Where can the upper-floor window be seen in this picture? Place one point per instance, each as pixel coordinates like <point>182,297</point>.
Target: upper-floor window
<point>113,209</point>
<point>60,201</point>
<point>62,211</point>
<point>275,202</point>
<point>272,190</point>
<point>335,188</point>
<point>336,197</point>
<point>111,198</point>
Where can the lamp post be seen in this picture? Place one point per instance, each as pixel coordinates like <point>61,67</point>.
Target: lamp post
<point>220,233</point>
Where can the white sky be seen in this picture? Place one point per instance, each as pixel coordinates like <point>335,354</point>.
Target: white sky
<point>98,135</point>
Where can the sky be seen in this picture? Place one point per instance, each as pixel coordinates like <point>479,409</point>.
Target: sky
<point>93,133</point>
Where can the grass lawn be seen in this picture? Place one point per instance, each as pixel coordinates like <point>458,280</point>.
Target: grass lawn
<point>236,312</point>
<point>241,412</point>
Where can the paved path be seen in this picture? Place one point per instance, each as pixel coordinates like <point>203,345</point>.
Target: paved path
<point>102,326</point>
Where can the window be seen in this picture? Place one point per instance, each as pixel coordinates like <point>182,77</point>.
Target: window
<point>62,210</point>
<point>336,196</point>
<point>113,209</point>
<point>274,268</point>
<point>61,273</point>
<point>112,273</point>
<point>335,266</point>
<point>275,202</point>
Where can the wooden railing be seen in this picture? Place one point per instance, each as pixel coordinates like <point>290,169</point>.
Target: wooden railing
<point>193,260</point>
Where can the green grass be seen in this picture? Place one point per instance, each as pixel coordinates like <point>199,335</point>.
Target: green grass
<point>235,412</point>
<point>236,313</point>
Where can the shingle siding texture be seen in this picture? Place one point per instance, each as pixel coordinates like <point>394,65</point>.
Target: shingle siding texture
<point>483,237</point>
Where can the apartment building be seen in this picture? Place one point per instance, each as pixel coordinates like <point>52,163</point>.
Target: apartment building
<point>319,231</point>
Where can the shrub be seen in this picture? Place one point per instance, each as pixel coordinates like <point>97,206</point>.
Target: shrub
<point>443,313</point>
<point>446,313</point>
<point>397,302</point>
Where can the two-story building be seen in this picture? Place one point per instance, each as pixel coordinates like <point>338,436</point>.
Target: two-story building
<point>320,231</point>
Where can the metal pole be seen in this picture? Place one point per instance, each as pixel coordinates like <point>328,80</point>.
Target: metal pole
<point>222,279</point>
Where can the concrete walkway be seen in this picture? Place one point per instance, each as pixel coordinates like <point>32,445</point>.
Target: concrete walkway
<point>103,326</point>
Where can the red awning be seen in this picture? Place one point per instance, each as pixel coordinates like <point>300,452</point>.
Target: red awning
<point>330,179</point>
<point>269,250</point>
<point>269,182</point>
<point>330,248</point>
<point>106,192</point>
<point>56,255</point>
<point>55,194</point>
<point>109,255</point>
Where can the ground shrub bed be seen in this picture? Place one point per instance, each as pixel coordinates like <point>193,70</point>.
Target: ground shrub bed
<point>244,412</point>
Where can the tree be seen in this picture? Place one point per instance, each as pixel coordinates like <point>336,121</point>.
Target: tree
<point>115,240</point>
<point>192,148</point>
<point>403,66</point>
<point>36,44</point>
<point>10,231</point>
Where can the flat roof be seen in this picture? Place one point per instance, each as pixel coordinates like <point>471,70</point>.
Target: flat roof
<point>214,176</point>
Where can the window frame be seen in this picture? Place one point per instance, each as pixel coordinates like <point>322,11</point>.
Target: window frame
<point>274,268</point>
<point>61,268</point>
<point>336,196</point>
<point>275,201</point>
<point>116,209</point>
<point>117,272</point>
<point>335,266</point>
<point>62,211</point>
★ ★ ★
▶ _WORK TO BE COMPLETED_
Print out all of the records above, word for word.

▶ _RESPONSE AREA_
Where can the upper-floor window be seen in this picture? Place one point per instance, each as pixel coordinates like <point>182,297</point>.
Target: upper-floor window
<point>113,209</point>
<point>60,201</point>
<point>62,211</point>
<point>275,202</point>
<point>272,190</point>
<point>335,188</point>
<point>336,197</point>
<point>111,198</point>
Where can the lamp post be seen in this picture? Place one point per instance, each as pixel coordinates like <point>61,67</point>.
Target: lamp post
<point>220,233</point>
Where can the white sky be seen in this picture? Place one point per instance, each as pixel coordinates like <point>335,354</point>.
Target: white sky
<point>98,135</point>
Where can the sky be seen in this picture? Place one point per instance, each as pixel coordinates like <point>479,409</point>.
Target: sky
<point>93,133</point>
Where can the grass lawn be seen in this picture? Place one point per instance, each as pixel coordinates like <point>458,280</point>.
Target: grass lawn
<point>236,312</point>
<point>241,412</point>
Where can the paved path be seen in this picture? Place one point per instance, each as pixel coordinates like <point>203,345</point>.
Target: paved path
<point>102,326</point>
Where can the window be seen in this picture? Place one point per instance, each as pixel coordinates like <point>182,77</point>.
Target: window
<point>62,210</point>
<point>336,196</point>
<point>113,209</point>
<point>274,268</point>
<point>61,273</point>
<point>112,273</point>
<point>335,266</point>
<point>275,202</point>
Where can the wooden railing be seen in this picture? Place one point per instance, each as pixel coordinates like <point>290,169</point>.
Target: wooden railing
<point>193,260</point>
Where can the green grass be seen in this picture? Place one point per instance, each as pixel coordinates like <point>199,335</point>.
Target: green grass
<point>235,412</point>
<point>236,313</point>
Where can the shingle siding texture be seen in this picture? Place one point per instance, each as pixel coordinates like <point>394,65</point>.
Target: shingle siding texture
<point>483,237</point>
Where can the apartment building be seen in this picture? Place one point per instance, each as pixel coordinates like <point>52,163</point>.
Target: apartment building
<point>319,231</point>
Where can the shrub be seen in this picture? Place one point per instance, each as pixel coordinates like <point>97,206</point>.
Target: shrub
<point>443,313</point>
<point>446,313</point>
<point>397,302</point>
Where can the two-story building be seen in this picture? Place one point per instance, each as pixel coordinates like <point>338,436</point>.
Target: two-story building
<point>320,231</point>
Where can the metal pole be seen in this picture? Place one point per instance, each as pixel coordinates like <point>328,80</point>.
Target: metal pole
<point>222,279</point>
Where can the concrete walkway be seen in this picture? Place one point per instance, each as pixel coordinates like <point>32,445</point>.
Target: concrete walkway
<point>103,326</point>
Where can the red awning be seen in this picture? Place one point per instance, each as pixel coordinates like <point>300,452</point>.
Target: red awning
<point>330,179</point>
<point>269,250</point>
<point>269,182</point>
<point>330,248</point>
<point>106,192</point>
<point>56,255</point>
<point>55,194</point>
<point>109,255</point>
Where can the ground shrub bed be seen in this picture? Place one point per instance, each as pixel coordinates like <point>193,70</point>.
Target: ground shrub bed
<point>244,412</point>
Where can the tree be seen in this picture? Place one point per instance, each as pixel coordinates like <point>336,121</point>.
Target: tree
<point>115,240</point>
<point>192,148</point>
<point>403,66</point>
<point>36,44</point>
<point>10,231</point>
Where can the flat roof be seen in this picture? Place one point per instance, each as pixel coordinates like <point>471,70</point>.
Target: flat roof
<point>214,176</point>
Where can the window frame be seen in this picture? Place one point per instance, each as pixel coordinates like <point>322,11</point>.
Target: window frame
<point>274,268</point>
<point>61,268</point>
<point>336,196</point>
<point>275,201</point>
<point>116,209</point>
<point>117,272</point>
<point>335,266</point>
<point>62,211</point>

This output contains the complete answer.